#### EXERCISE INPUTS
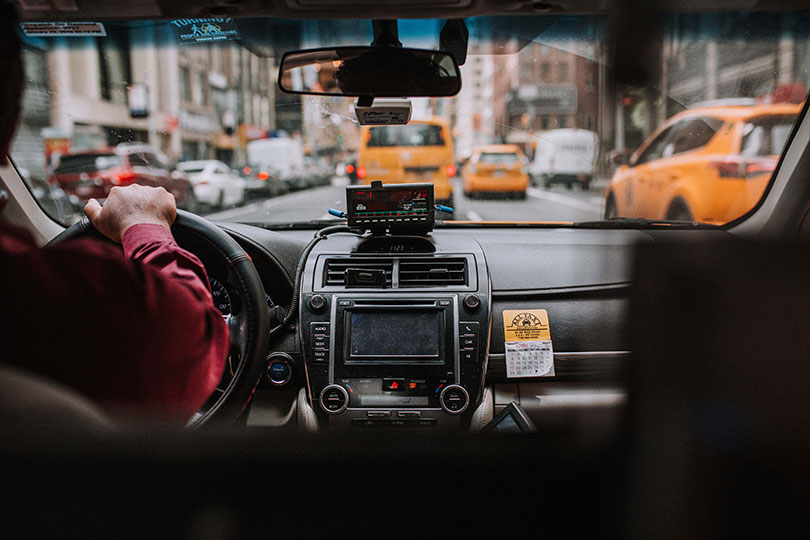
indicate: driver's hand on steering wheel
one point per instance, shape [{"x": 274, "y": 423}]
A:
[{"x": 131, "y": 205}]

* * *

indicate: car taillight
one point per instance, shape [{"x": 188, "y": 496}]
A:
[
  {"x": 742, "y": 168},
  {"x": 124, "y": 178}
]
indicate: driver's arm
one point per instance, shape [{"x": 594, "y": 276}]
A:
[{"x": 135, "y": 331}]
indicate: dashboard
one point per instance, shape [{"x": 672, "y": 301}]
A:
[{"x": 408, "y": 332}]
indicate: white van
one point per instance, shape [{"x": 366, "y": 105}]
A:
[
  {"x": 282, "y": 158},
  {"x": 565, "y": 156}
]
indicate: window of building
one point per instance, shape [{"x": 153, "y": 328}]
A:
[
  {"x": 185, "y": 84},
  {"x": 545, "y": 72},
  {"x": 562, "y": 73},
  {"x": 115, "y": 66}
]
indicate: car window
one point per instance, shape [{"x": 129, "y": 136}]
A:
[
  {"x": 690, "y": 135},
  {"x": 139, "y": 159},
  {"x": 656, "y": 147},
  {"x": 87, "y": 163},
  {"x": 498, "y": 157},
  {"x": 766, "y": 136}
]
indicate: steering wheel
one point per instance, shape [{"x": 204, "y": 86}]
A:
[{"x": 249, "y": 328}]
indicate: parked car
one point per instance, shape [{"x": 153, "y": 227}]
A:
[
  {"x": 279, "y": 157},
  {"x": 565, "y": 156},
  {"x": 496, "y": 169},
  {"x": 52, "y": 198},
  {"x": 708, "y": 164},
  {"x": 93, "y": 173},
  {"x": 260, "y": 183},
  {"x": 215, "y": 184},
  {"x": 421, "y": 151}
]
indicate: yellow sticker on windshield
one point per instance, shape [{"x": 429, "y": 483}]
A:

#### TASK STATEMENT
Copy each line above that has the word "driver".

#### OUTPUT FOR THIS TASK
indicate: driver's hand on steering wheel
indicate: driver's arm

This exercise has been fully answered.